▶ **Records for this task**:
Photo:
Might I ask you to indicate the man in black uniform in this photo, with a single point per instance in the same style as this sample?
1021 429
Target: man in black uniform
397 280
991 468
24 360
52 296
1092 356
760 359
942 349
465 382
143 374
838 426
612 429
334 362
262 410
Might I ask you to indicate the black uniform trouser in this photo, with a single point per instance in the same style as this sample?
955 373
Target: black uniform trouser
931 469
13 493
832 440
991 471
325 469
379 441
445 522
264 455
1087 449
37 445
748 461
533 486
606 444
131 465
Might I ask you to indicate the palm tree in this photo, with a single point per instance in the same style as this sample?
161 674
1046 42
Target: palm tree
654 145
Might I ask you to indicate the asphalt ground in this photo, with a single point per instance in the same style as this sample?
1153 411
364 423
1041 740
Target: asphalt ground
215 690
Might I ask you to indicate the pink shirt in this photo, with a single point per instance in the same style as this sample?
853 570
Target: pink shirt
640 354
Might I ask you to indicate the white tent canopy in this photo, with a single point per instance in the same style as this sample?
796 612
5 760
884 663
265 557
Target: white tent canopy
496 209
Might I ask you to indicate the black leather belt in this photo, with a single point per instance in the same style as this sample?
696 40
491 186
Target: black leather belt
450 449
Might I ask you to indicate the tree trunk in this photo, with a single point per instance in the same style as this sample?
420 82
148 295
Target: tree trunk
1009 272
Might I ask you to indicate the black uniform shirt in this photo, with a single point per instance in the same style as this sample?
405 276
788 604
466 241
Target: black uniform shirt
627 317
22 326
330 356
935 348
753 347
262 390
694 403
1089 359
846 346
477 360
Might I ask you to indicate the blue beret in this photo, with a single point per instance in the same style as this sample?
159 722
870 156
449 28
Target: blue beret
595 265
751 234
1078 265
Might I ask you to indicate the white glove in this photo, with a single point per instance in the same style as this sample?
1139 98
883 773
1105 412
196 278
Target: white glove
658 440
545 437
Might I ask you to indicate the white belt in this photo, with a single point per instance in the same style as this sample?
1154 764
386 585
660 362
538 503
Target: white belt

▶ **Task prompt**:
Retype the material in full. Keep every character as it is.

▶ **Exercise result**:
Photo:
Might I ask you to indicate the man in black uniform in this photo, with a single point per instance in the same style as this sample?
1021 429
Target: man in black uniform
397 280
991 468
24 360
52 296
1092 356
760 359
942 349
465 382
143 374
838 426
612 429
334 362
262 410
Might I ask you to indicate the black uniform trouser in this photo, with a single point per instance in the same style as this sample?
955 373
Target: black uniform trouser
931 469
13 493
832 440
991 471
325 469
379 441
445 522
264 455
1087 449
37 445
748 461
533 486
606 444
131 465
Might I ask you to indicate the palm tree in this photo, with a single point per instance in the same style as this sample?
161 674
1046 42
Target: palm tree
654 145
Might I ask you to indicate the asphalt ground in this photo, with a single point per instance in the same style as this sample?
1153 411
364 423
1041 740
Target: asphalt ground
215 690
Might I ask you to indicate the pink shirt in this photo, with a single point per instance in the same style as this sample?
853 570
Target: pink shirt
640 354
Might I ask you to indicate the white tent canopy in this photo, with a single point per instance in the same style as this sample?
796 612
5 760
884 663
265 557
Target: white tent canopy
496 209
Might I ask you to indicate the black leather belt in this photo, with a single point per instance in the same style as this sample?
696 40
491 186
Target: black leather belt
450 449
Might I ask you to indicate the tree trunk in this photo, with a single point per instance in the same style as this sample?
420 82
148 295
Target: tree trunk
1009 272
Might I ask you to indicate the black uniform shirt in this photo, with a single point per instance in the same style as this sample?
405 276
788 604
466 241
Target: black uniform shirt
627 317
22 326
330 356
935 348
753 347
262 390
694 403
1089 359
846 346
477 360
Might I ask you to indicate the blue beret in this photo, with a single point per instance in the same style as this sample?
159 722
870 156
449 28
Target: blue beret
595 265
751 234
1078 265
Might I ask you to indicate the white glove in this photo, with a single point per instance in the same style as this sample?
1139 98
883 773
1105 412
196 278
Target: white glove
658 440
545 437
Might I ask you to indicate the white belt in this photo, with a single point per instance in the same style as this sample?
1154 764
386 585
660 362
538 503
Target: white belt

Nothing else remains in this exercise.